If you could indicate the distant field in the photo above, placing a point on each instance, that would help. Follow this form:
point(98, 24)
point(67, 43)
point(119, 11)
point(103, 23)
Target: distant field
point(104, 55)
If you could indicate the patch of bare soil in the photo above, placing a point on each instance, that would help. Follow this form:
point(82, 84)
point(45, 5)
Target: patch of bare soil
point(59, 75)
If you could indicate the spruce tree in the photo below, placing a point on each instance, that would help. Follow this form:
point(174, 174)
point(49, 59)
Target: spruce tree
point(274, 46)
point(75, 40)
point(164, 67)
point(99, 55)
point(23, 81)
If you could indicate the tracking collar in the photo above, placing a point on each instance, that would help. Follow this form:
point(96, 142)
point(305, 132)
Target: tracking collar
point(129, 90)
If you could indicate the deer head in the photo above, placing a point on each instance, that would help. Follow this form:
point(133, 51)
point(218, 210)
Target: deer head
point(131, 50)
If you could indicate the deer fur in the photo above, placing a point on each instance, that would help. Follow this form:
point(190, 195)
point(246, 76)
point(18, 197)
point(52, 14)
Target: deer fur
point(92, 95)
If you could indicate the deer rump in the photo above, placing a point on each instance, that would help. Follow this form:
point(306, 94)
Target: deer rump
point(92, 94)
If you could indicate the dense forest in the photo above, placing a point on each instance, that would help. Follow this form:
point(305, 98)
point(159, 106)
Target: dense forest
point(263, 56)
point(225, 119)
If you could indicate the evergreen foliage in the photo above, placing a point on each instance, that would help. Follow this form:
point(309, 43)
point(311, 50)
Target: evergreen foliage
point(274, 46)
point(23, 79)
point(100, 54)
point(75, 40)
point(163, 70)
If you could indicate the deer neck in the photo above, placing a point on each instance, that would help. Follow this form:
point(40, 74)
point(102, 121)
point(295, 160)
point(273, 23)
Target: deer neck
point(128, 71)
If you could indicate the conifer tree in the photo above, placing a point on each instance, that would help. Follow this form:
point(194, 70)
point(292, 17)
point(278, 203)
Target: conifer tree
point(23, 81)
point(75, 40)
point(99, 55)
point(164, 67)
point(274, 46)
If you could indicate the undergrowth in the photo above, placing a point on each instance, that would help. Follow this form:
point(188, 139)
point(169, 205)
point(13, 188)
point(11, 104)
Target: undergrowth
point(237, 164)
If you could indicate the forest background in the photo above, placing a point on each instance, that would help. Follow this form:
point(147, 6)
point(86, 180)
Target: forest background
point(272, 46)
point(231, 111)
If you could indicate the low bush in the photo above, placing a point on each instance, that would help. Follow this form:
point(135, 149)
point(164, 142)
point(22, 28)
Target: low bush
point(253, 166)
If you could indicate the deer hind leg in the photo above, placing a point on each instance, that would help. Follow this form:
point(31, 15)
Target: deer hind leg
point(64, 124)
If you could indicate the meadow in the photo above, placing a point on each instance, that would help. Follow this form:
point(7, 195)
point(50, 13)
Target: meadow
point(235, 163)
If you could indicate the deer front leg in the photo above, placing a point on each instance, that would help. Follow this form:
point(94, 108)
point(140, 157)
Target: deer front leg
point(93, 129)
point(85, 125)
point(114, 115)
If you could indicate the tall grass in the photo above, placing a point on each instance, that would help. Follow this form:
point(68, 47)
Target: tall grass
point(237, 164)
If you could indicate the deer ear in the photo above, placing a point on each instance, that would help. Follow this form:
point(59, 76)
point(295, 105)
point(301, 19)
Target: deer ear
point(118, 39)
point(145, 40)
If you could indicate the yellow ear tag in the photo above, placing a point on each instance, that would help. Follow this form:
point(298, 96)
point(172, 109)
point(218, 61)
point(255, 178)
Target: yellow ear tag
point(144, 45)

* * *

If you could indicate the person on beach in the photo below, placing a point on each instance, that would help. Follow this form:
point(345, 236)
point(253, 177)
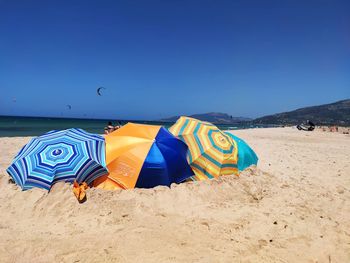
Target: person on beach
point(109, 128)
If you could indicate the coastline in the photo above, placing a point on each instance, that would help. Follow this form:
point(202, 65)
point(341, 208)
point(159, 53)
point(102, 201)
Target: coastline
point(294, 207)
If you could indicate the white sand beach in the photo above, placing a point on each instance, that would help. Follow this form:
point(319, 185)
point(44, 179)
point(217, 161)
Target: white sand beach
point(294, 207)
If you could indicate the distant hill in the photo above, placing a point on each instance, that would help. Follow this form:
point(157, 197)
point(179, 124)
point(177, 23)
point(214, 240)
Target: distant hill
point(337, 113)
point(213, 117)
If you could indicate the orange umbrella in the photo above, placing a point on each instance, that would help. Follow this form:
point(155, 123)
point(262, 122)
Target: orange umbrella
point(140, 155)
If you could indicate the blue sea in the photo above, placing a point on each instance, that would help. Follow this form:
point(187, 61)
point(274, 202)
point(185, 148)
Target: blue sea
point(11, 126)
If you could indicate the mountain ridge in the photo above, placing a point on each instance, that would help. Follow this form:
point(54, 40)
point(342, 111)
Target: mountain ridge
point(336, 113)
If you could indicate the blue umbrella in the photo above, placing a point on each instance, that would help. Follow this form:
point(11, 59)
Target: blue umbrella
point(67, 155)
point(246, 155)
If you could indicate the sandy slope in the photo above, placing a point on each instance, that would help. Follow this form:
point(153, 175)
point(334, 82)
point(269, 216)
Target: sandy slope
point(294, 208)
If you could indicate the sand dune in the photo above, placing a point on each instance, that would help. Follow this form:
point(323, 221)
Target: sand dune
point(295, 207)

PROBLEM DESCRIPTION: Using the word "below" as the filter, copy each matching line from the material.

REPLY TO THE TASK:
If you could indicate the spruce tree in the photo below, placing a point on each instance, that would help. Follow this form:
If you could indicate the person on beach in the photo below, placing a point on each instance, that would help. Follow this form:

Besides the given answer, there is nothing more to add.